▸ EXTRACTED DATA
____________

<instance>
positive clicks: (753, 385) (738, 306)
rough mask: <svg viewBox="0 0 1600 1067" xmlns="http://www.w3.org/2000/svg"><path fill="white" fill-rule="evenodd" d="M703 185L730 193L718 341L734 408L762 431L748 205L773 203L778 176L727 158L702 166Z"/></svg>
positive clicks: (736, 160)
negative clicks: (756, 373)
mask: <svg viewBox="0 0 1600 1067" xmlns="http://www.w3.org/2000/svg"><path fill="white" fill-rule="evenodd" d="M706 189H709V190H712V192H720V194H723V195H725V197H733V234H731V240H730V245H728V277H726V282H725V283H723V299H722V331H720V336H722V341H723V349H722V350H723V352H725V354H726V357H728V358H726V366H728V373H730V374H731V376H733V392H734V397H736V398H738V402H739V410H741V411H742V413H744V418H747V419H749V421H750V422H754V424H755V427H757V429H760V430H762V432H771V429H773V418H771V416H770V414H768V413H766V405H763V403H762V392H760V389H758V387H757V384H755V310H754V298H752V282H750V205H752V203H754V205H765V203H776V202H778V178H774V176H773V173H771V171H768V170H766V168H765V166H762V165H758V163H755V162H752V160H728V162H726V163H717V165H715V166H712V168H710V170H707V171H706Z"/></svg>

____________

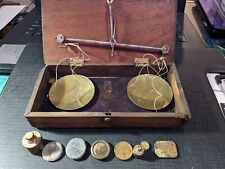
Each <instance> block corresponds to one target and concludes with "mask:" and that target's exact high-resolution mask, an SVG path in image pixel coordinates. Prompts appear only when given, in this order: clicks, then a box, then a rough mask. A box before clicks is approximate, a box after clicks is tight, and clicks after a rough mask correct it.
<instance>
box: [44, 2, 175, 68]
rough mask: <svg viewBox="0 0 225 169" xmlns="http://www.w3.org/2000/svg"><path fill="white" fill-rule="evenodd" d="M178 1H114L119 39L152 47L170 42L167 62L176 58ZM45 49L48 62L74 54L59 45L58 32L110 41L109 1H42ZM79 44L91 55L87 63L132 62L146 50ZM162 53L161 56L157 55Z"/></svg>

____________

▸ DIRECTIONS
Copy the lines between the one holding "Each <instance> block" and the one holding "1H114L119 39L152 47L170", inclusive, switching "rough mask" to "coarse mask" and leaving everything else as it is.

▸ RESPONSE
Each <instance> block corresponds to one target and concludes with "mask:" and that target's exact high-resolution mask, an SVG path in image pixel coordinates. Prompts appear only when given, in this order: clicks, then a box, then a coarse mask. A box before clicks is approximate, a box after clicks is tight, and clicks after a coarse mask correct it.
<instance>
box: [44, 2, 175, 68]
coarse mask: <svg viewBox="0 0 225 169" xmlns="http://www.w3.org/2000/svg"><path fill="white" fill-rule="evenodd" d="M178 1H114L119 39L152 47L170 42L167 62L176 58ZM45 49L48 62L74 54L59 45L58 32L110 41L109 1H42ZM79 44L91 55L87 63L132 62L146 50ZM162 53L161 56L157 55Z"/></svg>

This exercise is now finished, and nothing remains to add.